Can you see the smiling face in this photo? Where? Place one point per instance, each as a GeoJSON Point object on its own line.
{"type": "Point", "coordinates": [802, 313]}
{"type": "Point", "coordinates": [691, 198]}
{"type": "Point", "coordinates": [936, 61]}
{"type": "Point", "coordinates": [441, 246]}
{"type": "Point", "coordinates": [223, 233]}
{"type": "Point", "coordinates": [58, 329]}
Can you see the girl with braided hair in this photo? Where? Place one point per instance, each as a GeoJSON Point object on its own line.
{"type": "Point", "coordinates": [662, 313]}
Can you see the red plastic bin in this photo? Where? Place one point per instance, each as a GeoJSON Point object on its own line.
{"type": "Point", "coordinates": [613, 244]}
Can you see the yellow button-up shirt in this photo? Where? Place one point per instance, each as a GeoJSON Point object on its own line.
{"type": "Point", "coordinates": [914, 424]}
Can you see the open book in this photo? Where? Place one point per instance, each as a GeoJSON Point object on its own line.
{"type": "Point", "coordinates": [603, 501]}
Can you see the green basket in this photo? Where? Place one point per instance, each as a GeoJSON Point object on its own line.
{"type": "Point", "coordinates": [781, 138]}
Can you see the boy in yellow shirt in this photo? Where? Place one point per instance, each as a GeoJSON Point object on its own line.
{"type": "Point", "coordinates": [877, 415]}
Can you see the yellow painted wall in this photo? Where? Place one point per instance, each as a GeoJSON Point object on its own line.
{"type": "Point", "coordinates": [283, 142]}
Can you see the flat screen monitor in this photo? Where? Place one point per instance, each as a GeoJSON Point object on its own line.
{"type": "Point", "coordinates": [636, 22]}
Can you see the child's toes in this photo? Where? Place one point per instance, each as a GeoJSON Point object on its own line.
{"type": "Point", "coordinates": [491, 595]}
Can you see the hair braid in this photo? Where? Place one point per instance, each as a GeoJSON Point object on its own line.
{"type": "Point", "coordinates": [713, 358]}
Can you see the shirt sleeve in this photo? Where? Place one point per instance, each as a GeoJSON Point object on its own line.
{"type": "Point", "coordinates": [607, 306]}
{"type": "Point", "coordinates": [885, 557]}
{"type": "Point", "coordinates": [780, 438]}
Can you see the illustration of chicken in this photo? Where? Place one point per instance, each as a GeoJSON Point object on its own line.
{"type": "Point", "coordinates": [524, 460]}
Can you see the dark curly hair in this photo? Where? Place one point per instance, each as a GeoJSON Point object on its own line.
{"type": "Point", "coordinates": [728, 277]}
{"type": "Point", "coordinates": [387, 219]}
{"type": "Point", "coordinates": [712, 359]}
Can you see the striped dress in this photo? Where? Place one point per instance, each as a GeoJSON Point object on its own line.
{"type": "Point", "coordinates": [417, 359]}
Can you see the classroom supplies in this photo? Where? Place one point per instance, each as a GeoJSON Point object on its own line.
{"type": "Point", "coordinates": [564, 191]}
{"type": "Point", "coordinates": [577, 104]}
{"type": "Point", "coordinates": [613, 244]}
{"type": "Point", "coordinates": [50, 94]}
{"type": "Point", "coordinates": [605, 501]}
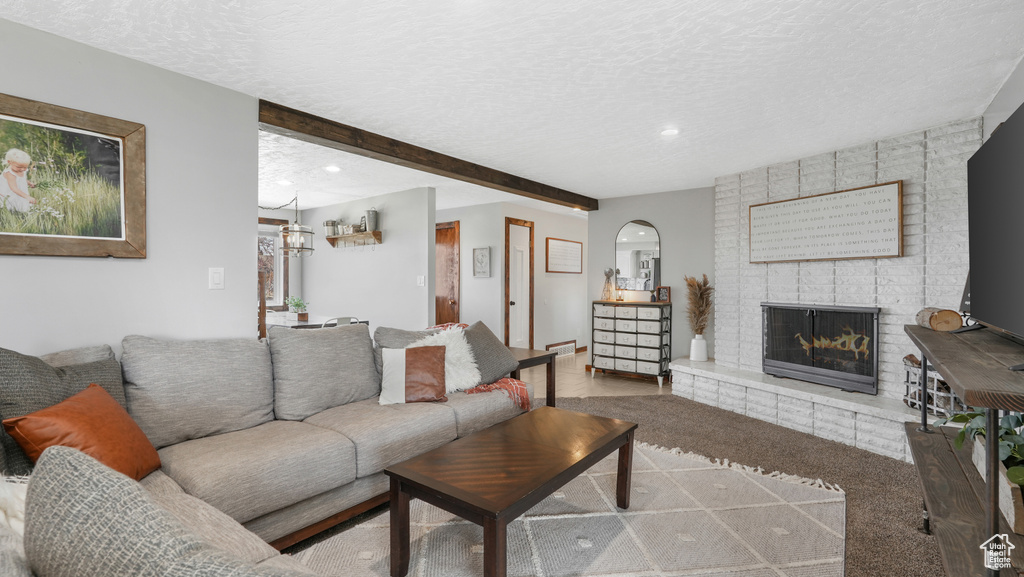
++++
◆ EXERCISE TASK ◆
Update the data so that every "Place one point per instance" reads "Mark each instance with a single point", with everything else left as it is. Leave the pictures out of your answer.

◆ TASK RESPONSE ◆
Can you see the smiling face in this photo? Where? Mark each instance with a single point, each as a GeoJSON Point object on its own line.
{"type": "Point", "coordinates": [802, 313]}
{"type": "Point", "coordinates": [691, 198]}
{"type": "Point", "coordinates": [936, 61]}
{"type": "Point", "coordinates": [441, 246]}
{"type": "Point", "coordinates": [223, 233]}
{"type": "Point", "coordinates": [58, 329]}
Can you see the girl with braided hair in this photo? Where? Mark each instance with a single point, each as a GeoJSON Point object on its own line.
{"type": "Point", "coordinates": [662, 313]}
Can you see the red plastic bin in this photo? Where? Mark each instance with a single point, each as a GeoJSON Point object on its own line.
{"type": "Point", "coordinates": [613, 244]}
Can you see the yellow button-up shirt in this photo? Where? Mark each instance with a single point, each as a GeoJSON Point object on its own line.
{"type": "Point", "coordinates": [914, 424]}
Can you see the open book in this photo? Where? Mark each instance with a single point, each as a GeoJSON Point object on its own line.
{"type": "Point", "coordinates": [603, 501]}
Can you see the green basket in this photo? Where? Mark each instance with a single point, each as a GeoJSON Point object on its own line.
{"type": "Point", "coordinates": [781, 138]}
Can you see the boy in yellow shirt in this photo? Where? Mark each instance with a single point, each as a GeoJSON Point object on its own line.
{"type": "Point", "coordinates": [877, 415]}
Can you see the yellow painted wall in this photo? Where? Mark each instance with a single point, each as a GeoJSON Point object on its own line.
{"type": "Point", "coordinates": [283, 142]}
Can you see the flat screen monitor in this photo? Where? Mark each instance with a single point, each as a GeoJSON Point object on its own line.
{"type": "Point", "coordinates": [636, 22]}
Can you see the child's toes in this photo? Where? Mark each instance with a single point, each as a GeoJSON Point object on its own line.
{"type": "Point", "coordinates": [491, 595]}
Can you see the hair braid in this photo? Where? Mark each instance with a single point, each as a GeoJSON Point object on its own line.
{"type": "Point", "coordinates": [713, 358]}
Can you see the shirt sleeve in this photo? Where? Mark each instance with a single point, each as a GeoJSON Point object on its own line.
{"type": "Point", "coordinates": [607, 306]}
{"type": "Point", "coordinates": [885, 557]}
{"type": "Point", "coordinates": [780, 438]}
Can you see the illustration of chicken in this photo? Where? Mark each instance with a single point, each as a GeoJSON Point object on its own line.
{"type": "Point", "coordinates": [524, 460]}
Can you see the dark curly hair in this photo? Where? Mark each instance with a single point, each as a GeoJSON Point object on its own line.
{"type": "Point", "coordinates": [728, 277]}
{"type": "Point", "coordinates": [387, 219]}
{"type": "Point", "coordinates": [712, 359]}
Can you see the striped dress in this photo? Where? Mark each instance with a single point, each as a GeoJSON Point object on its own line.
{"type": "Point", "coordinates": [417, 359]}
Can you see the classroom supplies in this photo? Where? Mark each instance with a single point, each as a GeoJSON Point object on its own line.
{"type": "Point", "coordinates": [564, 191]}
{"type": "Point", "coordinates": [577, 104]}
{"type": "Point", "coordinates": [613, 244]}
{"type": "Point", "coordinates": [50, 94]}
{"type": "Point", "coordinates": [605, 501]}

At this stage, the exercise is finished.